[Opening DATA section]

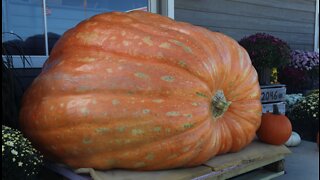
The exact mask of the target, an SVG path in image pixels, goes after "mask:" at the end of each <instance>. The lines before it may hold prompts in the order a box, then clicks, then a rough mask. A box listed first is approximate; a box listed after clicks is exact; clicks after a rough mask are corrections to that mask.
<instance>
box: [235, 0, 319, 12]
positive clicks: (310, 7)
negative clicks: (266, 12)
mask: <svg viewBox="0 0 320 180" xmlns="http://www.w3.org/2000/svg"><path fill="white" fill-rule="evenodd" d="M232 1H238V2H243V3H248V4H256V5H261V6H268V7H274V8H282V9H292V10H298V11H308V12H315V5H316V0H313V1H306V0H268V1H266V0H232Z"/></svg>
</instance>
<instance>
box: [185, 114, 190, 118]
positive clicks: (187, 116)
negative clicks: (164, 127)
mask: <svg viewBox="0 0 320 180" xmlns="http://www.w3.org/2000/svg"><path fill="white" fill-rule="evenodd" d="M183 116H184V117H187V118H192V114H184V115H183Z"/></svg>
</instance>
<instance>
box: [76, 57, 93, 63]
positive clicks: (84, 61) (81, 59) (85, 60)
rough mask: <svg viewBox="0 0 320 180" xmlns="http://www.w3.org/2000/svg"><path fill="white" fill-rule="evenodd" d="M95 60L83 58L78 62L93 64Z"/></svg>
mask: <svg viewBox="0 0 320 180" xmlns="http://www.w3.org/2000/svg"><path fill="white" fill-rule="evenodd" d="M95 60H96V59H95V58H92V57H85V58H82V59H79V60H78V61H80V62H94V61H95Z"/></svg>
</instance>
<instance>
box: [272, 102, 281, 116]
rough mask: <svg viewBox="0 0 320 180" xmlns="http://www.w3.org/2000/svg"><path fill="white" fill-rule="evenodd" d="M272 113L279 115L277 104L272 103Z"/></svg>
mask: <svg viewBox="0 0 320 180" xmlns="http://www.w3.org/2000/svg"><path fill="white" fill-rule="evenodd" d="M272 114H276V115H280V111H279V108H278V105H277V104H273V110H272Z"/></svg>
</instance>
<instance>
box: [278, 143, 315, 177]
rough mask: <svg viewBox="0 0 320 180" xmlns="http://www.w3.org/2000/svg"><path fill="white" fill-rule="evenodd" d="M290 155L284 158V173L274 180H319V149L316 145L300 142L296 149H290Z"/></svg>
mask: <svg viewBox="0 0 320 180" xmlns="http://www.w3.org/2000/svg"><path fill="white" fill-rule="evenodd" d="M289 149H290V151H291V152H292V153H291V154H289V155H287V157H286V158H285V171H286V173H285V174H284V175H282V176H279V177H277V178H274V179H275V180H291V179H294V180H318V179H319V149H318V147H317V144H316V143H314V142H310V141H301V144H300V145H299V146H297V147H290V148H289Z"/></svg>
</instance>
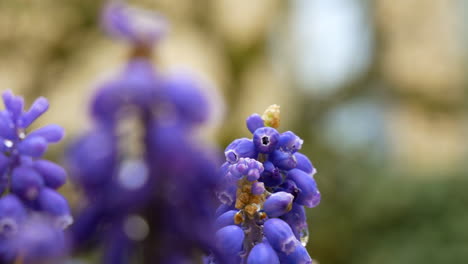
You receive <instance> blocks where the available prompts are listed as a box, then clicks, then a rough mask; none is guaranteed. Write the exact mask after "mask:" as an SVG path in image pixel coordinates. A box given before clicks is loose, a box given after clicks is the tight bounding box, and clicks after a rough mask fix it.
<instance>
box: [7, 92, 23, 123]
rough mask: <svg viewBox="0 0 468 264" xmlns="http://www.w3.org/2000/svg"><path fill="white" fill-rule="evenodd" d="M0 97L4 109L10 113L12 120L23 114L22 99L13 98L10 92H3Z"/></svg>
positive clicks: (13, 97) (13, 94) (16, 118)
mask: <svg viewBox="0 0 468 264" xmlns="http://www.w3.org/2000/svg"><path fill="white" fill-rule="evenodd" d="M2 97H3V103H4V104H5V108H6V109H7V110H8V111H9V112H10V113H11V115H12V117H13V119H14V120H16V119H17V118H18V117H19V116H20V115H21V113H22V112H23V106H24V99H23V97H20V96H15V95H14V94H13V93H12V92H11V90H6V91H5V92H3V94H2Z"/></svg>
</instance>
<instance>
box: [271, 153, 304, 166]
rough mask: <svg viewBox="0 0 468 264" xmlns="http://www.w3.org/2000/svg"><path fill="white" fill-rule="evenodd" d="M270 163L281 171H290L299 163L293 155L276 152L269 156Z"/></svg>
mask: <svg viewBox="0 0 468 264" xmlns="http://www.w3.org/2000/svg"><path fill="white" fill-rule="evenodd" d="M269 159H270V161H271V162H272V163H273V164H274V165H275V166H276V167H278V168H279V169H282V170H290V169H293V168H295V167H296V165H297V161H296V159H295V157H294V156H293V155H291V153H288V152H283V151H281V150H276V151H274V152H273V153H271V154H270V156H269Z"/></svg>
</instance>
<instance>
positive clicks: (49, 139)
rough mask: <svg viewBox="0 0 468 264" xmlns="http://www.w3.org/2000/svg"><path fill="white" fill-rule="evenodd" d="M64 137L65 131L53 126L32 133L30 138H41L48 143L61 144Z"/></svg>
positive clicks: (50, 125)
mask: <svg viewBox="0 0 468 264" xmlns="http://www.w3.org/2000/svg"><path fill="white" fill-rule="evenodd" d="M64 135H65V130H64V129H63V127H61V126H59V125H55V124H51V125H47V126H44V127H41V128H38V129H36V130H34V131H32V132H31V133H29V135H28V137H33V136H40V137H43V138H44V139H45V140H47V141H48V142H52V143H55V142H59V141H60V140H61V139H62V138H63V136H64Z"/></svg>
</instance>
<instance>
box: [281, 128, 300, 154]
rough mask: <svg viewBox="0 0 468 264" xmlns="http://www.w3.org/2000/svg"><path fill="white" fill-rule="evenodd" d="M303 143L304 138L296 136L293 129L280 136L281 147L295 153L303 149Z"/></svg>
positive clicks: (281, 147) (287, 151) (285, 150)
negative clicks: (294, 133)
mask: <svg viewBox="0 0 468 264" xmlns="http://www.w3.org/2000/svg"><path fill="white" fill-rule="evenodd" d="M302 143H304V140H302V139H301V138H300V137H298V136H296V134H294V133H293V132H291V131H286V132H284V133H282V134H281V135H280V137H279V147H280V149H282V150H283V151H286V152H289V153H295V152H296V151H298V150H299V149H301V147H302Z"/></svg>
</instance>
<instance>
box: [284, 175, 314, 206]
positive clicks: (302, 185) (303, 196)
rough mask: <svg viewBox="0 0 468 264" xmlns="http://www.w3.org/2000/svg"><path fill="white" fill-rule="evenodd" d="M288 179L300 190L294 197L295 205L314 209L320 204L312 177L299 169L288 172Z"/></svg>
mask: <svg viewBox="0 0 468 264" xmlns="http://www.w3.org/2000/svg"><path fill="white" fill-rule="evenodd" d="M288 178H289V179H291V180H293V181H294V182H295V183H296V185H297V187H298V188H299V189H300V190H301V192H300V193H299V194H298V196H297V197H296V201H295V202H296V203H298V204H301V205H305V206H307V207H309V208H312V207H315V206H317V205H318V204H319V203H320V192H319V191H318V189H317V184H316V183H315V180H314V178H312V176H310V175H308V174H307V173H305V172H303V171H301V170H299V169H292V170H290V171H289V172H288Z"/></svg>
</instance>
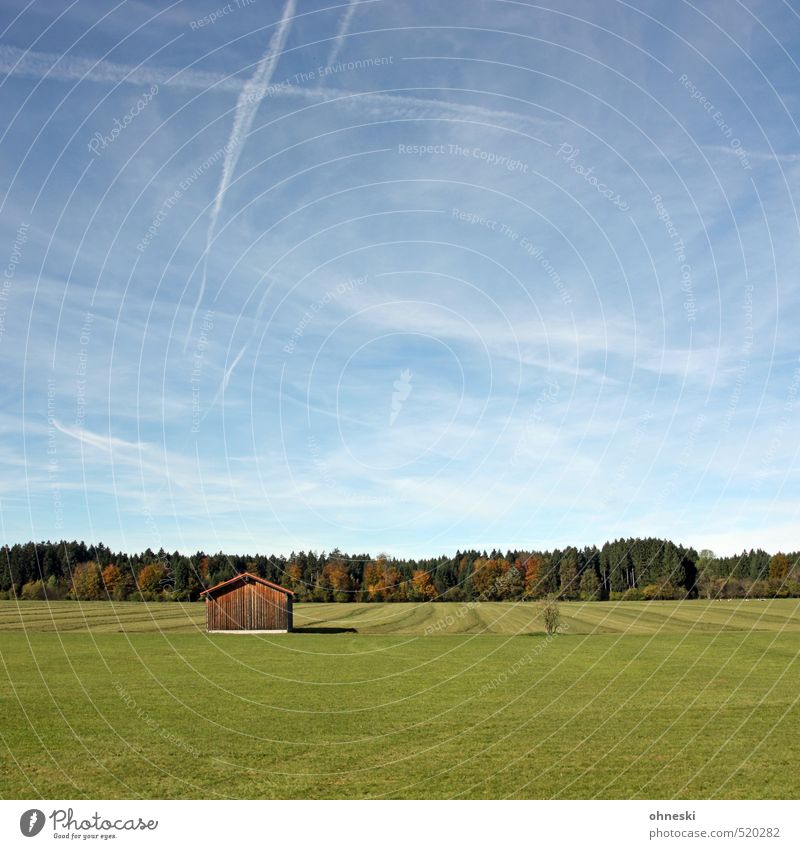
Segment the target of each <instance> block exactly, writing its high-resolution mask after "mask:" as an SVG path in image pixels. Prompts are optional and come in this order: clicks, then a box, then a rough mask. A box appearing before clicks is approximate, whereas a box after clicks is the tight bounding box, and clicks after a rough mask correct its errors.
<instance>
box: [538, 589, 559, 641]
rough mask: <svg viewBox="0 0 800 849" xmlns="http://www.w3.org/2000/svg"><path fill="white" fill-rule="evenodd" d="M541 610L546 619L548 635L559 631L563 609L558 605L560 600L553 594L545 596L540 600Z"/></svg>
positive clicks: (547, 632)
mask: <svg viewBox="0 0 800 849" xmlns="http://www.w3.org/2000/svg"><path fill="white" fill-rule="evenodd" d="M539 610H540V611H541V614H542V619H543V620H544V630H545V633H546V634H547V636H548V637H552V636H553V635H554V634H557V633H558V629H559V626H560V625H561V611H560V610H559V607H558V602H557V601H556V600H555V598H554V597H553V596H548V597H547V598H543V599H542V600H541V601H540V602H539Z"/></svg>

[Closing DATA section]
[Opening DATA section]

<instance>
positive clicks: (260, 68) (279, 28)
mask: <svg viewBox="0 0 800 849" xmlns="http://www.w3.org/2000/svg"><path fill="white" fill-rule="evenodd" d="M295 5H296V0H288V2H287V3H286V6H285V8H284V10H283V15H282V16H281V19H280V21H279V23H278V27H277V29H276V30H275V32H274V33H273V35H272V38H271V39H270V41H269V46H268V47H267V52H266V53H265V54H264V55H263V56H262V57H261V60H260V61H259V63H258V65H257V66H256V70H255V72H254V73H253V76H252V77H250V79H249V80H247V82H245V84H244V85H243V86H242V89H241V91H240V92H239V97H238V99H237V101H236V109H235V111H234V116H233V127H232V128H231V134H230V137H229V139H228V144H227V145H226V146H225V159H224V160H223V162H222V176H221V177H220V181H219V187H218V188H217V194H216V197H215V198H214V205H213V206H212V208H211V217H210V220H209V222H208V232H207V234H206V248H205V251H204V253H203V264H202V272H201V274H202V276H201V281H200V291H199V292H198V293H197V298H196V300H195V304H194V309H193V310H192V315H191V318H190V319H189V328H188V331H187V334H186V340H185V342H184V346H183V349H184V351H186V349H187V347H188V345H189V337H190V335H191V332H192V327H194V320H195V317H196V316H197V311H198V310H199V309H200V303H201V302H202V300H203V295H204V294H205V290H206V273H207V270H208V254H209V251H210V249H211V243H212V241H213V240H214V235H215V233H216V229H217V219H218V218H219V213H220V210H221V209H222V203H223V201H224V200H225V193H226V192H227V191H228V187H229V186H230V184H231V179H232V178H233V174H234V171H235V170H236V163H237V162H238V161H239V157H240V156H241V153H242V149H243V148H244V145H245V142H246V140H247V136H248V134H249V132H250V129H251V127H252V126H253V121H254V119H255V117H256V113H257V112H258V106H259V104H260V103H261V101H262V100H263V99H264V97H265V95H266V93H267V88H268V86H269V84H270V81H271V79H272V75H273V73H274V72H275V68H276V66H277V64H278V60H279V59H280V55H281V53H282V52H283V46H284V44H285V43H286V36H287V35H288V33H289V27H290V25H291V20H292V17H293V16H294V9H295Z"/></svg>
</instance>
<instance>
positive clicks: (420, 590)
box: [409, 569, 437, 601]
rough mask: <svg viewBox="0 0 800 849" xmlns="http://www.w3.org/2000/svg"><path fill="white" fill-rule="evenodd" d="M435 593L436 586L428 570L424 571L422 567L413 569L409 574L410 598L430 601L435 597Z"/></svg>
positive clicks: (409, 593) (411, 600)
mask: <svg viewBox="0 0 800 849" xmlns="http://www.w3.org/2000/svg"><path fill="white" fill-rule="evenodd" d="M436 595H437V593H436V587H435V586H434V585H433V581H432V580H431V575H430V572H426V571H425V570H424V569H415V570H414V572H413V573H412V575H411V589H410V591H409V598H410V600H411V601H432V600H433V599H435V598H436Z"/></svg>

[Closing DATA section]

• TASK STATEMENT: Only one part of the material above is to be transcribed, namely the lines starting with the line that has "positive clicks: (420, 590)" and going on through the line that has "593L436 586L428 570L424", exactly as they stand.

• OUTPUT FOR THIS EXERCISE:
positive clicks: (420, 590)
box: [409, 569, 437, 601]
rough mask: <svg viewBox="0 0 800 849" xmlns="http://www.w3.org/2000/svg"><path fill="white" fill-rule="evenodd" d="M435 593L436 586L428 570L424 571L422 567L413 569L409 574L410 598L430 601L435 597Z"/></svg>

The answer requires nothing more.